**Extract:**
National Security and Intelligence Activities or Protective Services
We may disclose your health information to authorized federal officials who are conducting national security and intelligence activities or providing protective services to the President or other important officials.
Military and Veterans
If you are in the Armed Forces, we may disclose health information about you to appropriate military command authorities for activities they deem necessary to carry out their military mission. We may also release health information about foreign military personnel to the appropriate foreign military authority.
Inmates and Correctional Institutions
If you are an inmate or you are detained by a law enforcement officer, we may disclose your health information to the prison officers or law enforcement officers if necessary to provide you with healthcare, or to maintain safety, security, and good order at the place where you are confined. This includes sharing information that is necessary to protect the health and safety of other inmates or persons involved in supervising or transporting inmates.
We may disclose your health information for workers' compensation or similar programs that provide benefits for work-related injuries.
Coroners, Medical Examiners, and Funeral Directors
In the unfortunate event of your death, we may disclose your health information to a coroner or medical examiner. This may be necessary, for example, to determine the cause of death. We may also release this information to funeral directors as necessary so they may carry out their duties.
Organ and Tissue Donation
In the unfortunate event of your death, we may disclose your health information to organizations that procure or store organs, eyes, or other tissues so that these organizations may investigate whether donation or transplantation is possible under applicable laws.
In most cases, we will ask for your written authorization before using your health information or sharing it with others in order to conduct research. However, under some circumstances, we may use and disclose your health information without your written authorization if we obtain approval through a special process to ensure that research without your written authorization poses minimal risk to your privacy. Under no circumstances, however, would we allow researchers to use your name or identity publicly. We may also release your health information without your written authorization to people who are preparing a future research project, so long as any information identifying you does not leave our facility. In the unfortunate event of your death, we may share your health information with people who are conducting research using the information of deceased persons, as long as they agree not to remove from our facility any information that identifies you.

**Activity 1:**
According to the health-information notice, to which organizations may health information be disclosed after a death so they can investigate whether donation or transplantation is possible?
**Activity 2:**
List every section heading in the health-information notice.

**Data section:**
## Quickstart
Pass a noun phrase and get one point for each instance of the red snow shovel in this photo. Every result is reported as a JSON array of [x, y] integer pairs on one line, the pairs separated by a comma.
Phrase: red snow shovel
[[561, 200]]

**Problem solution 1:**
Organizations that procure or store organs, eyes, or other tissues.

**Problem solution 2:**
- National Security and Intelligence Activities or Protective Services
- Military and Veterans
- Inmates and Correctional Institutions
- Coroners, Medical Examiners, and Funeral Directors
- Organ and Tissue Donation